▶ _PROMPT 1_
Quote the comic review word for word, between "The management strongly" and "various (Panini Books)", inclusive.
▶ _PROMPT 2_
Please extend the comic review, picking up right after its final line.

▶ _STUDY TEXT_
========================================================================

This most excellent concoction combines comedy, thrills and pathos in a captivating manner. The dialogue is sharp, the characters well-defined and engaging, and the ironic surreality of living life on the breadline while cosmic forces use the most useless members of society to literally save the universe is impossible to resist. Fraser’s beautiful black and white drawing is sharp, vital and more than able to handle the staggering demands of the script, especially in regard to the gender-bending appearance of Lux, the prettiest Het-boy in London, if all the not the universes of Space-Time.

The management strongly suggests that if you have not understood any of the archaic counter-culture terms used here, or simply need to read more weird, cosmic, sweet, romantic, funny feel-good adventures that genuinely ooze charm, you should track down this book.

© 1990-1999 Martin Millar & Simon Fraser. All Rights Reserved.

Doctor Who, volume 7: The Flood

Doctor Who, volume 7: The Flood 

By various (Panini Books)

========================================================================

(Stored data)
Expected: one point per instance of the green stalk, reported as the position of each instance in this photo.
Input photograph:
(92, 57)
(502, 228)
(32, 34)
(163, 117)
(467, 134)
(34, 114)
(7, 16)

========================================================================

▶ _TASK ANSWER 1_
The management strongly suggests that if you have not understood any of the archaic counter-culture terms used here, or simply need to read more weird, cosmic, sweet, romantic, funny feel-good adventures that genuinely ooze charm, you should track down this book.

© 1990-1999 Martin Millar & Simon Fraser. All Rights Reserved.

Doctor Who, volume 7: The Flood

Doctor Who, volume 7: The Flood 

By various (Panini Books)

▶ _TASK ANSWER 2_
ISBN 978-1-905239-65-8

This is actually the forth – and final – collection of strips featuring the Eighth (or Paul McGann) Doctor. Whether that statement made any sense to you largely depends on whether you are an old fan, a new convert or even a complete beginner.

None of which is relevant if all you want is a darn good read. All the creators involved have managed the ultimate ‘Ask’ of any comics creator – to produce engaging, thrilling, fun strips that can be equally enjoyed by the merest beginner and the most slavishly dedicated fan.

Writer Scott Gray provides a splendid script for Roger Langridge and David A. Roach’s wonderful art with ‘Where Nobody Knows Your Name’ as the errant Time-Lord fetches up at a bar to and meets a few old friends, before Gareth Roberts spoofs the entire British Football comics industry in ‘The Nightmare Game’. Pictorial fun and thrills in equal measure are provided by Mike Collins and Robin Smith on this nostalgic three-parter.

Gray writes everything else in the book, starting with a short adventure in ancient Egypt. ‘The Power of Thoueris!’ is stylishly illustrated by Adrian Salmon, and is followed by an extended Victorian romp illustrated by Anthony Williams and David A. Roach concerning ‘The Curious Tale of Spring-Heeled Jack’.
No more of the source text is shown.